Materials provided START

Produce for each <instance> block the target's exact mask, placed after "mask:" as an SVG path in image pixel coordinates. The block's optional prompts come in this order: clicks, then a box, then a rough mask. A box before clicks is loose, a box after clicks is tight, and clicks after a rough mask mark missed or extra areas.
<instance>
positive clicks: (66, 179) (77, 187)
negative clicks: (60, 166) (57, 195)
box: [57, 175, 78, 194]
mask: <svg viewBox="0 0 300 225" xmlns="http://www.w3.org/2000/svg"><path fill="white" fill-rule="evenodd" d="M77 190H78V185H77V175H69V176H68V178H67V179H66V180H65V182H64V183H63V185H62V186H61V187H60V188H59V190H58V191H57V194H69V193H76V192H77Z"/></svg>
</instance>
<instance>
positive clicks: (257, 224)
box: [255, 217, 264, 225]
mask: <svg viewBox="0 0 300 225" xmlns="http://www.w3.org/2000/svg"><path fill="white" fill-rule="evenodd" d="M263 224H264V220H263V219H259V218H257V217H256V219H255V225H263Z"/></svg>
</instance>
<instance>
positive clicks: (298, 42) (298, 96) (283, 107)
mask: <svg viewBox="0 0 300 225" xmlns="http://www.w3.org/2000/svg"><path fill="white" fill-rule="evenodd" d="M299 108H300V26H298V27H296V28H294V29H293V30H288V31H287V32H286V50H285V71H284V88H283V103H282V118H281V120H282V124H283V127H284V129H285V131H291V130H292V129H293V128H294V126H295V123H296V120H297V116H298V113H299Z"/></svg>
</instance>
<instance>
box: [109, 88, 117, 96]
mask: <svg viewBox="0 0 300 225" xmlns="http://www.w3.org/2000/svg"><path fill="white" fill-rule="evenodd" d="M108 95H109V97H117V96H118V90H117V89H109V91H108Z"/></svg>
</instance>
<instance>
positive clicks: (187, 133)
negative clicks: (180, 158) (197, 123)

Materials provided END

* [What is needed] Go through the entries above and restate each one exactly.

* [Task solution]
Produce for each <instance> block the target's exact mask, placed after "mask:" as an SVG path in image pixel coordinates. The block's optional prompts come in this order: clicks, then a box, then a rough mask. A box before clicks is loose, a box after clicks is tight, and clicks after a rough mask mark missed or extra areas.
<instance>
positive clicks: (66, 179) (77, 187)
negative clicks: (60, 166) (57, 195)
box: [57, 175, 78, 194]
mask: <svg viewBox="0 0 300 225" xmlns="http://www.w3.org/2000/svg"><path fill="white" fill-rule="evenodd" d="M77 190H78V185H77V175H69V176H68V178H67V179H66V180H65V182H64V183H63V185H62V186H61V187H60V188H59V190H58V191H57V194H69V193H76V192H77Z"/></svg>
</instance>
<instance>
positive clicks: (257, 224)
box: [255, 217, 264, 225]
mask: <svg viewBox="0 0 300 225" xmlns="http://www.w3.org/2000/svg"><path fill="white" fill-rule="evenodd" d="M263 224H264V220H263V219H259V218H257V217H256V219H255V225H263Z"/></svg>
</instance>
<instance>
positive clicks: (298, 42) (298, 96) (283, 107)
mask: <svg viewBox="0 0 300 225" xmlns="http://www.w3.org/2000/svg"><path fill="white" fill-rule="evenodd" d="M299 108H300V26H298V27H296V28H294V29H293V30H288V31H287V32H286V50H285V71H284V88H283V103H282V118H281V120H282V124H283V127H284V129H285V131H291V130H292V129H293V128H294V126H295V123H296V120H297V116H298V113H299Z"/></svg>
</instance>
<instance>
box: [109, 88, 117, 96]
mask: <svg viewBox="0 0 300 225" xmlns="http://www.w3.org/2000/svg"><path fill="white" fill-rule="evenodd" d="M108 95H109V97H117V96H118V90H117V89H109V91H108Z"/></svg>
</instance>
<instance>
positive clicks: (187, 133)
negative clicks: (180, 158) (197, 123)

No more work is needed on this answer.